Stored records
# # # # #
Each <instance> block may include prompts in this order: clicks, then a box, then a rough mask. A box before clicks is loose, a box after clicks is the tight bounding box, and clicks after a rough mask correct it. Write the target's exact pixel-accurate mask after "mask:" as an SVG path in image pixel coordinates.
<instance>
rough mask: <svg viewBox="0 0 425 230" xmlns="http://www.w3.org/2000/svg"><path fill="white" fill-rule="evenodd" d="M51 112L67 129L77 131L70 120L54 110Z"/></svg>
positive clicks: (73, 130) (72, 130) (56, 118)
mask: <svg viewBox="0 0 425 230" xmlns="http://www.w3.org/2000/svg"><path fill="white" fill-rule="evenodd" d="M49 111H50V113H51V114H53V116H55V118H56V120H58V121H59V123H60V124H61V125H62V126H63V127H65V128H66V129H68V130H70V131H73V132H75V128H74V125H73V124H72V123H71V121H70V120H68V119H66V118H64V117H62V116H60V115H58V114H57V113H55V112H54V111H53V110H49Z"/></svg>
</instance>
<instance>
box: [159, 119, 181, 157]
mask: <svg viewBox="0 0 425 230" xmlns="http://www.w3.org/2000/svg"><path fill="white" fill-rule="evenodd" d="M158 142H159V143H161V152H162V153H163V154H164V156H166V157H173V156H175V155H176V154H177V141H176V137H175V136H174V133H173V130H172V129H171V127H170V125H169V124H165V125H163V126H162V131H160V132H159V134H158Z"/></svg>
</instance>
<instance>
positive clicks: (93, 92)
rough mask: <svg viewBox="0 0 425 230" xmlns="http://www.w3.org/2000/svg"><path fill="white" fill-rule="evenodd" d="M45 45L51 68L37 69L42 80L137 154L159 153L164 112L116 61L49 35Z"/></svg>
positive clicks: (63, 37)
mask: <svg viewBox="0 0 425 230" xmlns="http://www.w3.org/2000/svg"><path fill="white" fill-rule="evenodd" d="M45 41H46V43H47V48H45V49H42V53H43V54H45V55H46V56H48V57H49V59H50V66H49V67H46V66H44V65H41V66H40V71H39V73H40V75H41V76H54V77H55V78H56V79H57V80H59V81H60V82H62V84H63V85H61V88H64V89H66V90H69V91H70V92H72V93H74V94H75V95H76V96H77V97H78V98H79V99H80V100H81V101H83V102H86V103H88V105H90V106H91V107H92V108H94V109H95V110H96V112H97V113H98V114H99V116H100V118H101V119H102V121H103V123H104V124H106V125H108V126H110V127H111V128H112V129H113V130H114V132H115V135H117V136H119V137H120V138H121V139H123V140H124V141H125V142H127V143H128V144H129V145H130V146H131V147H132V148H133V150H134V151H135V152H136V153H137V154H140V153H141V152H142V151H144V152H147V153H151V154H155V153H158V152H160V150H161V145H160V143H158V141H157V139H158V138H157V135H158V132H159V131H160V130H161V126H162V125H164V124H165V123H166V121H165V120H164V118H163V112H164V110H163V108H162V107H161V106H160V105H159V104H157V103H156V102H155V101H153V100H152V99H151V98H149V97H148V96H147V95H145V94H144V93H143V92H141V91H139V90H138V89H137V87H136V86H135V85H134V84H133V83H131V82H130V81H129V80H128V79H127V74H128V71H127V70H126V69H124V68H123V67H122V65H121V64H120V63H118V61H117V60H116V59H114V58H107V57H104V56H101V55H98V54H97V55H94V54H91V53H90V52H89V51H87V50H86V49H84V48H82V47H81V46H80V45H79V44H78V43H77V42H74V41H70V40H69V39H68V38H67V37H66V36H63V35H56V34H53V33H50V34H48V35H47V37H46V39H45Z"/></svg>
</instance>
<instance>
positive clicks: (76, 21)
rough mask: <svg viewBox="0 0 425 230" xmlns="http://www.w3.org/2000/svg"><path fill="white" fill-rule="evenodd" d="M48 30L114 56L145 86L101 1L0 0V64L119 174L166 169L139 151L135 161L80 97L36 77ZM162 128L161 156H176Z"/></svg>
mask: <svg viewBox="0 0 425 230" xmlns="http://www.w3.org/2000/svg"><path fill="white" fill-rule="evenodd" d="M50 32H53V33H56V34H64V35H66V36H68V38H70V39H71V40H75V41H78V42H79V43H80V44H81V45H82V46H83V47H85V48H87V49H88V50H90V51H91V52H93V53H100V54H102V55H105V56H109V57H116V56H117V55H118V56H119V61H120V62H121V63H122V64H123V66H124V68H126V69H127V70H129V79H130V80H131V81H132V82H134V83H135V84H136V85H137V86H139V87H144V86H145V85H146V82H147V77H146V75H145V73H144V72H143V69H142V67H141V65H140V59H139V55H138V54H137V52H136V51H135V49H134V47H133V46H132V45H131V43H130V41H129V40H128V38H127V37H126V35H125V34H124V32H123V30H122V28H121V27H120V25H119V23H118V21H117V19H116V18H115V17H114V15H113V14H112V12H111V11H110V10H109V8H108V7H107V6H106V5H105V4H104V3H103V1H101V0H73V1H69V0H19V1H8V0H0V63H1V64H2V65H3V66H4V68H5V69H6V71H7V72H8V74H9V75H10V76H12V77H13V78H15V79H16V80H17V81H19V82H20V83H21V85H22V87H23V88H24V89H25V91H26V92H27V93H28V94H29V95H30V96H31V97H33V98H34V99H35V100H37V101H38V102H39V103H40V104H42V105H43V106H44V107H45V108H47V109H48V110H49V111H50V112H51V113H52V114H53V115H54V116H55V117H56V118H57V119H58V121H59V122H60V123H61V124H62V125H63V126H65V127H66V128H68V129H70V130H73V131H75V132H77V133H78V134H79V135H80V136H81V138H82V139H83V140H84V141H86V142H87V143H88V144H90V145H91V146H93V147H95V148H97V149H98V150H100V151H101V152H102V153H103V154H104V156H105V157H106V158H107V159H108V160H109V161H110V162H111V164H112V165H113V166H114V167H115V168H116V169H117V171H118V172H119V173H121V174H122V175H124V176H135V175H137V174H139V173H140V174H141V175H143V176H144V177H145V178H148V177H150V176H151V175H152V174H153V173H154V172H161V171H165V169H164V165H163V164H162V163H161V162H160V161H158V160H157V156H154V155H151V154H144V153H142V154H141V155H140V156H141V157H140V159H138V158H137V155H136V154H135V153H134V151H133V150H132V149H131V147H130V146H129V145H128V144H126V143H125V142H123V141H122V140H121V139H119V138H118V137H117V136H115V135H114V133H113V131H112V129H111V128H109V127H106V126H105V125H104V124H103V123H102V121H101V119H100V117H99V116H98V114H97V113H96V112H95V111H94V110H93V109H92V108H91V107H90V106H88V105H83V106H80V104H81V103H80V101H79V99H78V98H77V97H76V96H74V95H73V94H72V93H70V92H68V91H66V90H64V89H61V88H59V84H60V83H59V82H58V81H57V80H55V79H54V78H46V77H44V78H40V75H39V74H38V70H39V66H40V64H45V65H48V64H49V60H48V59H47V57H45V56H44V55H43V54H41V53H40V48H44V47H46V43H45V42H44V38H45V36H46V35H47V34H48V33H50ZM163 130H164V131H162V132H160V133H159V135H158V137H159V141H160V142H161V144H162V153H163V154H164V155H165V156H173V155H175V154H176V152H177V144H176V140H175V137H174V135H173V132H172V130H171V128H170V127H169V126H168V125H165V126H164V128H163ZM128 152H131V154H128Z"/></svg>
# # # # #
• _Task directions_: All of the entries above need to be retyped exactly.

• _Exercise result_:
Each <instance> block may include prompts in this order: clicks, then a box, then a rough mask. A box before clicks is loose, a box after clicks is the tight bounding box, and clicks after a rough mask correct it. Write the target's exact pixel-accurate mask after "mask:" as an SVG path in image pixel coordinates.
<instance>
rough mask: <svg viewBox="0 0 425 230" xmlns="http://www.w3.org/2000/svg"><path fill="white" fill-rule="evenodd" d="M51 112L67 129L77 131L70 120L54 110Z"/></svg>
positive clicks: (73, 130) (72, 130) (56, 118)
mask: <svg viewBox="0 0 425 230" xmlns="http://www.w3.org/2000/svg"><path fill="white" fill-rule="evenodd" d="M49 111H50V113H51V114H53V116H55V118H56V120H58V121H59V123H60V124H61V125H62V126H63V127H65V128H66V129H68V130H70V131H73V132H75V128H74V125H73V124H72V123H71V121H70V120H68V119H66V118H64V117H62V116H60V115H58V114H57V113H55V112H54V111H53V110H49Z"/></svg>
</instance>
<instance>
box: [159, 119, 181, 157]
mask: <svg viewBox="0 0 425 230" xmlns="http://www.w3.org/2000/svg"><path fill="white" fill-rule="evenodd" d="M158 142H159V143H161V152H162V153H163V154H164V156H166V157H173V156H175V155H176V154H177V141H176V137H175V136H174V133H173V130H172V129H171V127H170V125H169V124H165V125H163V126H162V131H160V132H159V134H158Z"/></svg>
</instance>
<instance>
positive clicks: (93, 92)
rough mask: <svg viewBox="0 0 425 230" xmlns="http://www.w3.org/2000/svg"><path fill="white" fill-rule="evenodd" d="M45 45L51 68L37 69L42 80L137 154L159 153L164 112L116 61L49 35Z"/></svg>
positive clicks: (63, 37)
mask: <svg viewBox="0 0 425 230" xmlns="http://www.w3.org/2000/svg"><path fill="white" fill-rule="evenodd" d="M45 41H46V43H47V48H45V49H42V53H43V54H45V55H46V56H48V57H49V59H50V66H49V67H46V66H44V65H41V66H40V71H39V73H40V75H41V76H54V77H55V78H56V79H57V80H59V81H60V82H62V84H63V85H61V88H64V89H66V90H69V91H70V92H72V93H74V94H75V95H76V96H77V97H78V98H79V99H80V100H81V101H83V102H86V103H88V105H90V106H91V107H92V108H94V109H95V110H96V112H97V113H98V114H99V116H100V118H101V119H102V121H103V123H104V124H106V125H108V126H110V127H111V128H112V129H113V130H114V132H115V135H117V136H119V137H120V138H121V139H123V140H124V141H125V142H127V143H128V144H129V145H130V146H131V147H132V148H133V150H134V151H135V152H136V153H137V154H140V153H141V152H142V151H144V152H147V153H151V154H155V153H158V152H160V150H161V145H160V143H158V141H157V139H158V138H157V135H158V132H159V131H160V130H161V126H162V125H164V124H165V123H166V121H165V120H164V118H163V112H164V110H163V108H162V107H161V106H160V105H159V104H157V103H156V102H155V101H153V100H152V99H151V98H149V97H148V96H147V95H145V94H144V93H143V92H141V91H139V90H138V89H137V87H136V86H135V85H134V84H133V83H131V82H130V81H129V80H128V79H127V74H128V71H127V70H126V69H124V68H123V67H122V65H121V64H120V63H118V61H117V60H116V59H114V58H107V57H104V56H101V55H98V54H97V55H94V54H91V53H90V52H89V51H87V50H86V49H84V48H82V47H81V46H80V45H79V44H78V43H77V42H74V41H70V40H69V39H68V38H67V37H66V36H63V35H56V34H53V33H50V34H48V35H47V37H46V39H45Z"/></svg>
</instance>
<instance>
positive clicks: (76, 21)
rough mask: <svg viewBox="0 0 425 230" xmlns="http://www.w3.org/2000/svg"><path fill="white" fill-rule="evenodd" d="M48 30L114 56L145 86L101 1L0 0V64L119 174L166 169L139 151L135 161L80 97L36 77ZM162 128L161 156H176Z"/></svg>
mask: <svg viewBox="0 0 425 230" xmlns="http://www.w3.org/2000/svg"><path fill="white" fill-rule="evenodd" d="M50 32H53V33H56V34H64V35H66V36H68V38H70V39H71V40H75V41H78V42H79V43H80V44H81V45H82V46H83V47H85V48H87V49H88V50H90V51H91V52H93V53H100V54H102V55H105V56H109V57H116V56H117V55H118V56H119V61H120V62H121V63H122V64H123V66H124V68H126V69H127V70H129V79H130V80H131V81H132V82H134V83H135V84H136V85H137V86H139V87H144V86H145V85H146V82H147V77H146V75H145V73H144V72H143V69H142V67H141V65H140V59H139V55H138V54H137V52H136V51H135V49H134V47H133V46H132V45H131V43H130V41H129V40H128V38H127V37H126V35H125V34H124V32H123V30H122V28H121V27H120V25H119V23H118V21H117V19H116V18H115V17H114V15H113V14H112V12H111V11H110V10H109V8H108V7H107V6H106V5H105V4H104V3H103V1H101V0H73V1H69V0H19V1H8V0H0V63H1V64H2V65H3V66H4V68H5V69H6V71H7V72H8V74H9V75H10V76H12V77H13V78H15V79H16V80H17V81H19V82H20V83H21V85H22V87H23V88H24V89H25V91H26V92H27V93H28V94H29V95H30V96H31V97H33V98H34V99H35V100H37V101H38V102H39V103H40V104H42V105H43V106H44V107H45V108H47V109H48V110H49V111H50V112H51V113H52V114H53V115H54V116H55V117H56V118H57V119H58V121H59V122H60V123H61V124H62V125H63V126H65V127H66V128H68V129H70V130H73V131H75V132H77V133H78V134H79V135H80V136H81V138H82V139H83V140H84V141H86V142H87V143H88V144H90V145H91V146H93V147H95V148H97V149H98V150H100V151H101V152H102V153H103V154H104V156H105V157H106V158H107V159H108V160H109V161H110V162H111V164H112V165H113V166H114V167H115V168H116V169H117V171H118V172H119V173H121V174H122V175H124V176H135V175H137V174H139V173H140V174H141V175H143V176H144V177H145V178H148V177H150V176H151V175H152V174H153V173H154V172H161V171H165V169H164V165H163V164H162V163H161V162H160V161H158V160H157V156H154V155H151V154H144V153H142V154H141V155H140V156H141V157H140V159H138V158H137V155H136V154H135V153H134V151H133V150H132V149H131V147H130V146H129V145H128V144H126V143H125V142H123V141H122V140H121V139H119V138H118V137H117V136H115V135H114V133H113V131H112V129H111V128H109V127H106V126H105V125H104V124H103V123H102V121H101V119H100V117H99V116H98V114H97V113H96V112H95V111H94V110H93V109H92V108H91V107H90V106H88V105H83V106H80V104H81V103H80V101H79V99H78V98H77V97H76V96H74V95H73V94H72V93H70V92H68V91H66V90H64V89H61V88H59V84H60V83H59V82H58V81H57V80H55V79H54V78H46V77H44V78H40V75H39V74H38V70H39V66H40V64H45V65H48V64H49V60H48V59H47V57H45V56H44V55H43V54H41V53H40V48H44V47H46V43H45V42H44V38H45V36H46V35H47V34H48V33H50ZM163 130H164V131H162V132H160V133H159V135H158V137H159V141H160V142H161V144H162V153H163V154H164V155H165V156H173V155H175V154H176V152H177V144H176V140H175V137H174V135H173V132H172V130H171V128H170V127H169V126H168V125H165V126H164V128H163ZM128 152H131V154H128Z"/></svg>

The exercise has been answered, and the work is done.